[Task requirements]
In the material below, some lines carry "dirt". Copy each such line.

[Extracted information]
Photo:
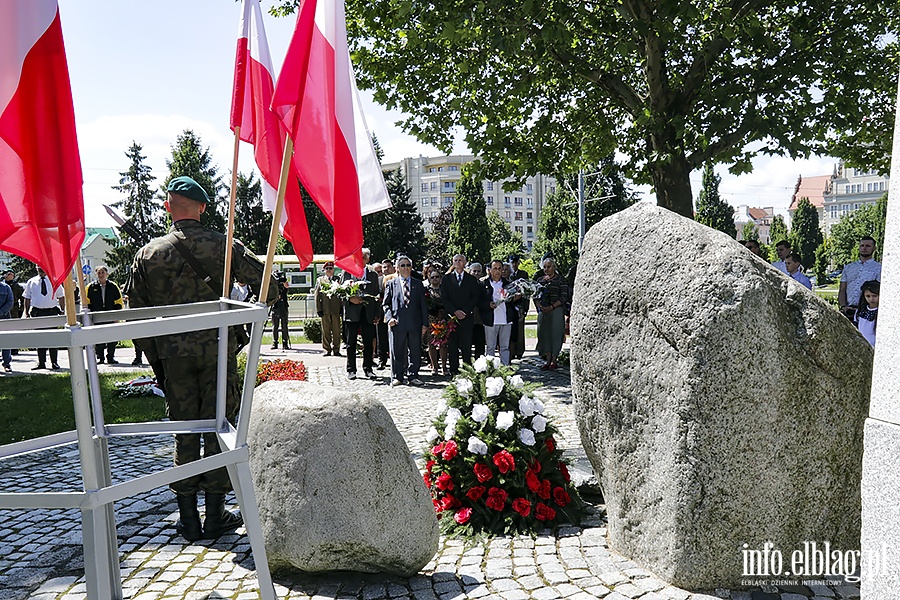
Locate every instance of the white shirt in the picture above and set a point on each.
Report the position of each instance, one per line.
(33, 293)
(857, 273)
(500, 311)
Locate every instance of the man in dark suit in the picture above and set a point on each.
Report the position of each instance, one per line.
(461, 294)
(407, 316)
(361, 313)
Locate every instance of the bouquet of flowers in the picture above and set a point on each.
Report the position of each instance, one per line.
(494, 466)
(144, 385)
(525, 288)
(281, 370)
(441, 330)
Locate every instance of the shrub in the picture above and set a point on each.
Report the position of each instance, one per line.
(312, 330)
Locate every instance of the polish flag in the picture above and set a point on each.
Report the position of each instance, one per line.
(318, 103)
(41, 200)
(251, 111)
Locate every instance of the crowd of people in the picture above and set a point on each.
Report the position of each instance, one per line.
(440, 316)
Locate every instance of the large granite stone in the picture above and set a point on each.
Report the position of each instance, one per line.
(336, 486)
(720, 402)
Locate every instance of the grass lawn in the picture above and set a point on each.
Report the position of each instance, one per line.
(38, 405)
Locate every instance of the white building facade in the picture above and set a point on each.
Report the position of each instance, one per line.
(434, 180)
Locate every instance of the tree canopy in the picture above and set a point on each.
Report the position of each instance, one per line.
(554, 86)
(712, 210)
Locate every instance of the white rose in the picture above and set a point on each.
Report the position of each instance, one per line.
(476, 446)
(505, 419)
(493, 386)
(527, 437)
(453, 415)
(526, 406)
(480, 413)
(464, 387)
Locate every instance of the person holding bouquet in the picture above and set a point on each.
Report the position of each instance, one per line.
(551, 308)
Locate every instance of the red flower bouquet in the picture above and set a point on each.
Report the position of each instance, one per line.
(494, 465)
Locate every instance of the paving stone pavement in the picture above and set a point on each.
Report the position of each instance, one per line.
(41, 553)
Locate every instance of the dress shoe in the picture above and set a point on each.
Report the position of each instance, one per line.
(188, 524)
(218, 521)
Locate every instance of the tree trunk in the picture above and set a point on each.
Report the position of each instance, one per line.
(673, 186)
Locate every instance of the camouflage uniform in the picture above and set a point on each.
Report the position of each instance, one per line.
(161, 276)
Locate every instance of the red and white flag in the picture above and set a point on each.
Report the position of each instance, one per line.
(251, 102)
(41, 198)
(318, 104)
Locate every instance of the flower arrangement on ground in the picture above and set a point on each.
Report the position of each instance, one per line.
(281, 370)
(494, 466)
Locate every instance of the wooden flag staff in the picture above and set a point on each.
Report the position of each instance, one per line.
(226, 277)
(276, 217)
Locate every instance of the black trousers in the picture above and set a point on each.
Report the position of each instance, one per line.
(352, 329)
(460, 344)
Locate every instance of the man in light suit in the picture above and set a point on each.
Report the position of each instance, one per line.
(406, 314)
(461, 294)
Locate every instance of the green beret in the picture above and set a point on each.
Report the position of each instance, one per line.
(187, 187)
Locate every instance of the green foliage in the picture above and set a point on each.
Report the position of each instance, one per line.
(312, 330)
(38, 405)
(712, 210)
(503, 241)
(407, 233)
(190, 158)
(805, 233)
(469, 234)
(140, 208)
(438, 239)
(555, 86)
(843, 241)
(750, 231)
(778, 231)
(251, 222)
(558, 231)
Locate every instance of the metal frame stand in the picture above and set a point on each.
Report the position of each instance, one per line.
(95, 500)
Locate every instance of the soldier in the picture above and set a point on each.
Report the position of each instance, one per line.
(173, 269)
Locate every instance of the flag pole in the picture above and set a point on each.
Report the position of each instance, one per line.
(226, 277)
(276, 217)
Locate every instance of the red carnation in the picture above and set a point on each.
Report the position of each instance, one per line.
(445, 482)
(504, 461)
(522, 506)
(483, 472)
(450, 450)
(496, 498)
(449, 502)
(543, 492)
(532, 481)
(561, 496)
(463, 515)
(476, 492)
(542, 512)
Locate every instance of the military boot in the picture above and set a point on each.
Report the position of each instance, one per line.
(218, 520)
(188, 525)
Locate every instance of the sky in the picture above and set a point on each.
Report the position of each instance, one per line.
(146, 71)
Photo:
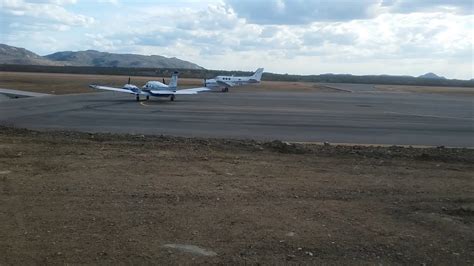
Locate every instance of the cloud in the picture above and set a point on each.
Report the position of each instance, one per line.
(464, 7)
(292, 12)
(43, 11)
(300, 36)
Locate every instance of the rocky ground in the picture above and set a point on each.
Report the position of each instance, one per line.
(97, 198)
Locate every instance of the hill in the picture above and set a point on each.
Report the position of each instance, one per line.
(19, 56)
(103, 59)
(431, 76)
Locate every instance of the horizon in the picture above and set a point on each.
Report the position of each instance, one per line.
(370, 37)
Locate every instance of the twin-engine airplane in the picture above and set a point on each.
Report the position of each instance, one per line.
(154, 88)
(225, 82)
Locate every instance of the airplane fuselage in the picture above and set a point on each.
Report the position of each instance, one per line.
(158, 86)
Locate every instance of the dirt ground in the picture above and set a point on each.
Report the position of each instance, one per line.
(54, 83)
(427, 89)
(74, 198)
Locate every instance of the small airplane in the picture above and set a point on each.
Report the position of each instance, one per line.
(153, 88)
(230, 81)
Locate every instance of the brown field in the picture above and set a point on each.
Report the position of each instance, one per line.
(78, 198)
(54, 83)
(427, 89)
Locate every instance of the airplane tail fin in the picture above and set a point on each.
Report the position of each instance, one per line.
(258, 74)
(174, 80)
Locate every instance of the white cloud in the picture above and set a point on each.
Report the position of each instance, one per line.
(360, 37)
(42, 11)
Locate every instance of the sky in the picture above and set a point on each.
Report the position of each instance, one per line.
(396, 37)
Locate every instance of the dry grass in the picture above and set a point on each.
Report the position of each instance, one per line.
(54, 83)
(426, 89)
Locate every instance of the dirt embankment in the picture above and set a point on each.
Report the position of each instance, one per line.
(99, 198)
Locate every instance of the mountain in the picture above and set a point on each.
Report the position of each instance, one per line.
(20, 56)
(431, 76)
(103, 59)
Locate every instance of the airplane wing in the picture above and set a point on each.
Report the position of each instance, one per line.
(192, 90)
(223, 83)
(181, 92)
(98, 87)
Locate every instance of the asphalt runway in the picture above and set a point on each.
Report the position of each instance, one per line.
(359, 117)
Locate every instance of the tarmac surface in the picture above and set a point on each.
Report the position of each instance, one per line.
(361, 117)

[Answer to this task]
Locate every instance of the dirt ground in the picture above and set a point on each.
Locate every instance of the dirt embankment in the picture above and set a point on each.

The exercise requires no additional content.